> **Passage for review**:

而扩容中, 我们发现有时 MIGRATE 命令会返回 busy loading 的错误, 这是由于节点会有一个很短暂的初始化阶段, 这个阶段的节点会拒绝服务几乎所有类型的请求. 此外, 还需要考虑实现迁移 slot 的并行化来加速集群的扩缩容. 我们在官方的 slot 迁移上做了很多功夫, 最后发现可靠的方案逻辑复杂, 速度又慢. 最后还是不得不抛弃原生的扩缩容, 使用一致性差但是稳定性更好的建新集群加导数据的方案.
后续的工作
目前我们正在做集群的快速扩缩和新的 Redis Cluster Proxy, 欢迎有兴趣的同学加入我们, 发简历到 tianwen.zhang@ele.me
chunk 分配算法及证明
by 杨瑒
- The node allocation algorithm aims to distribute chunks of nodes to achieve
- the maximum of balance, aka. trying best to spread the failover of slaves
- on the lost host most widely across the whole cluster.
- Note:
- 1. In this proof, we'll use"="as assignment, and"==" as mathematical equal
- to conform to python's notations.

> **Tasks to perform**:
[1] Reproduce everything in the Redis Cluster passage from "而扩容中, 我们发现有时 MIGRATE" down to "the whole cluster.".
[2] Write what comes next in the Redis Cluster passage, starting right after its final line.

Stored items
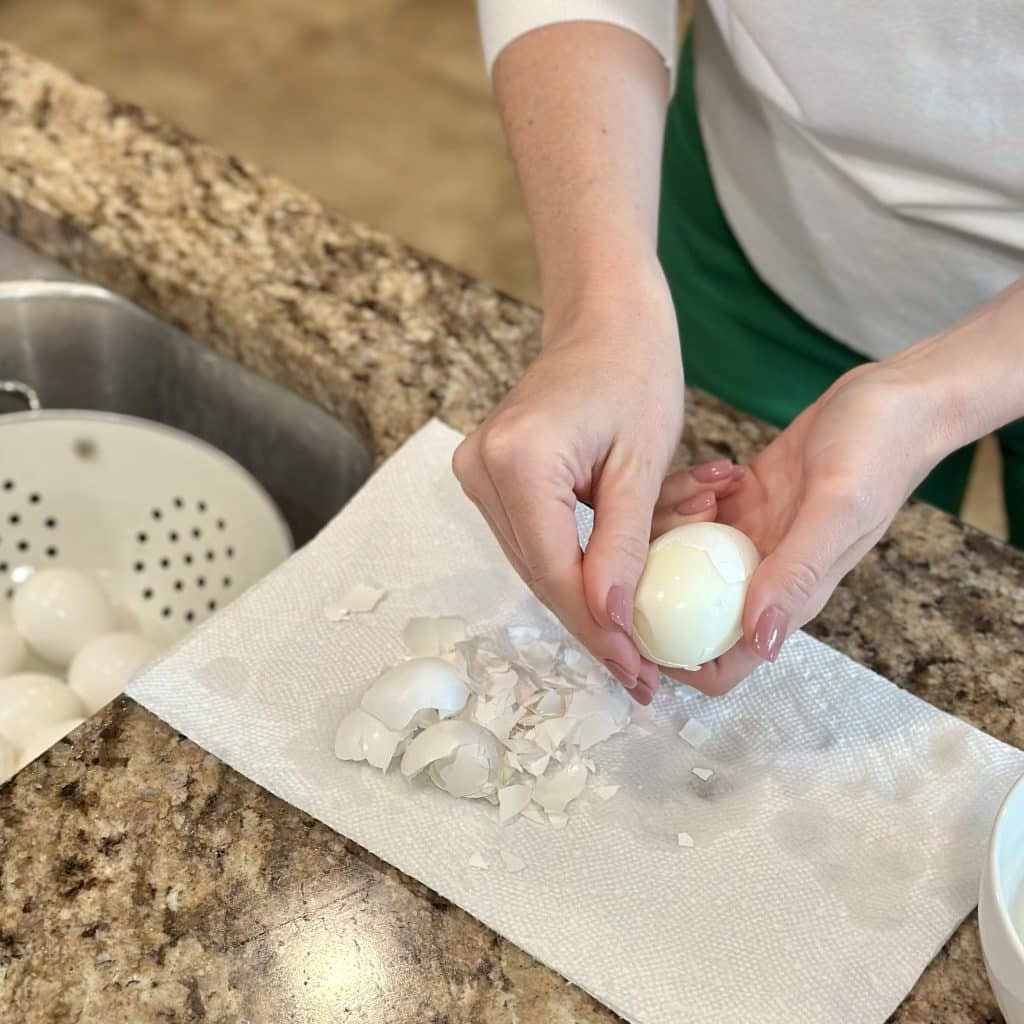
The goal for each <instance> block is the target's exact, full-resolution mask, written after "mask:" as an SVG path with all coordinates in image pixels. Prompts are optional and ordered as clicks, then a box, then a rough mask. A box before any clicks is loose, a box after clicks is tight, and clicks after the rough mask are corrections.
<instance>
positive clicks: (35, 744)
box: [16, 718, 85, 771]
mask: <svg viewBox="0 0 1024 1024" xmlns="http://www.w3.org/2000/svg"><path fill="white" fill-rule="evenodd" d="M84 721H85V719H84V718H69V719H65V720H63V721H62V722H52V723H50V724H49V725H45V726H43V727H42V728H41V729H37V730H36V731H35V732H33V733H32V734H31V735H29V736H27V737H26V739H25V741H24V742H23V744H22V750H20V754H19V756H18V759H17V768H16V770H17V771H20V770H22V769H23V768H24V767H25V766H26V765H27V764H31V763H32V762H33V761H35V760H36V758H38V757H40V756H41V755H43V754H45V753H46V752H47V751H48V750H49V749H50V748H51V746H52V745H53V744H54V743H56V742H58V741H59V740H61V739H63V737H65V736H67V735H68V733H69V732H74V730H75V729H77V728H78V727H79V726H80V725H81V724H82V723H83V722H84Z"/></svg>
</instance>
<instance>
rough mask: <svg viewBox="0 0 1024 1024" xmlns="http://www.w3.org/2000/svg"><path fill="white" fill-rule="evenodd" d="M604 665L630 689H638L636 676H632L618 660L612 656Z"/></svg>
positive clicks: (610, 671) (612, 673) (608, 669)
mask: <svg viewBox="0 0 1024 1024" xmlns="http://www.w3.org/2000/svg"><path fill="white" fill-rule="evenodd" d="M604 667H605V668H606V669H607V670H608V672H610V673H611V674H612V675H613V676H614V677H615V679H617V680H618V681H620V682H621V683H622V684H623V686H625V687H626V688H627V689H628V690H633V689H636V685H637V679H636V676H631V675H630V674H629V673H628V672H627V671H626V670H625V669H624V668H623V667H622V666H621V665H620V664H618V663H617V662H612V660H611V659H610V658H609V659H607V660H606V662H605V663H604Z"/></svg>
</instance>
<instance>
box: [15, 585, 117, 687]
mask: <svg viewBox="0 0 1024 1024" xmlns="http://www.w3.org/2000/svg"><path fill="white" fill-rule="evenodd" d="M12 610H13V614H14V627H15V628H16V629H17V631H18V633H20V634H22V636H23V637H24V638H25V641H26V642H27V643H28V645H29V646H30V647H31V648H32V649H33V650H34V651H35V652H36V653H37V654H38V655H39V656H40V657H41V658H43V659H44V660H46V662H50V663H52V664H53V665H59V666H61V667H62V666H66V665H67V664H68V663H69V662H70V660H71V659H72V658H73V657H74V656H75V655H76V654H77V653H78V652H79V651H80V650H81V649H82V648H83V647H84V646H85V645H86V644H87V643H88V642H89V641H90V640H91V639H93V637H97V636H99V635H100V634H101V633H110V632H112V631H113V630H114V629H116V628H117V620H116V616H115V614H114V609H113V608H112V607H111V602H110V601H109V600H108V599H106V595H105V594H104V593H103V590H102V588H101V587H100V586H99V584H98V583H96V581H95V580H93V579H92V577H90V575H87V574H86V573H85V572H79V571H78V570H76V569H42V570H41V571H39V572H36V573H35V574H33V575H31V577H29V579H28V580H26V582H25V583H24V584H22V586H20V587H18V589H17V591H16V592H15V594H14V601H13V607H12Z"/></svg>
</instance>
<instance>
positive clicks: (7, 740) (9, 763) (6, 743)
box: [0, 736, 17, 784]
mask: <svg viewBox="0 0 1024 1024" xmlns="http://www.w3.org/2000/svg"><path fill="white" fill-rule="evenodd" d="M16 771H17V749H16V748H15V746H14V744H13V743H11V742H9V741H8V740H6V739H4V738H3V736H0V784H3V783H4V782H6V781H7V779H9V778H10V777H11V775H13V774H14V772H16Z"/></svg>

> **Task results**:
[1]
而扩容中, 我们发现有时 MIGRATE 命令会返回 busy loading 的错误, 这是由于节点会有一个很短暂的初始化阶段, 这个阶段的节点会拒绝服务几乎所有类型的请求. 此外, 还需要考虑实现迁移 slot 的并行化来加速集群的扩缩容. 我们在官方的 slot 迁移上做了很多功夫, 最后发现可靠的方案逻辑复杂, 速度又慢. 最后还是不得不抛弃原生的扩缩容, 使用一致性差但是稳定性更好的建新集群加导数据的方案.
后续的工作
目前我们正在做集群的快速扩缩和新的 Redis Cluster Proxy, 欢迎有兴趣的同学加入我们, 发简历到 tianwen.zhang@ele.me
chunk 分配算法及证明
by 杨瑒
- The node allocation algorithm aims to distribute chunks of nodes to achieve
- the maximum of balance, aka. trying best to spread the failover of slaves
- on the lost host most widely across the whole cluster.

[2]
- 2. It is hard to write mathematical symbols and notations in plain text,
- and therefore we adopt some of python's functions to help explanation.
- Glossary:
- 1. chunk:
- A group of nodes in 4 across 2 hosts where 1 master node
- and 1 slave node each.
- Either HOST 1 or HOST 2 fails, Redis node A and B
- should work fine after failing-over to the other host.
- -------------------------------
- one chunk
- | HOST 1 | | HOST 2 |
- | master A | <--> | slave A |
- | slave B | <--> | master B |
- -------------------------------
- 2. link(ed) host:
- One chunk consists of 2 hosts, and we call them linked since the slave
- of the first host's master is on the second host, and vice versa.
- Algorithm Description:
- Assume there're n hosts, whose corresponding available node number
- is host[i], where i in range(0, n) (aka. len(host) == n)
- The available node number on each host should meet the premise of:
- 1. sum(host) % 4 == 0
- 2. host[i] is integer for i in range(0, n)
- 3. host[i] % 2 == 0 for i in range(0, n)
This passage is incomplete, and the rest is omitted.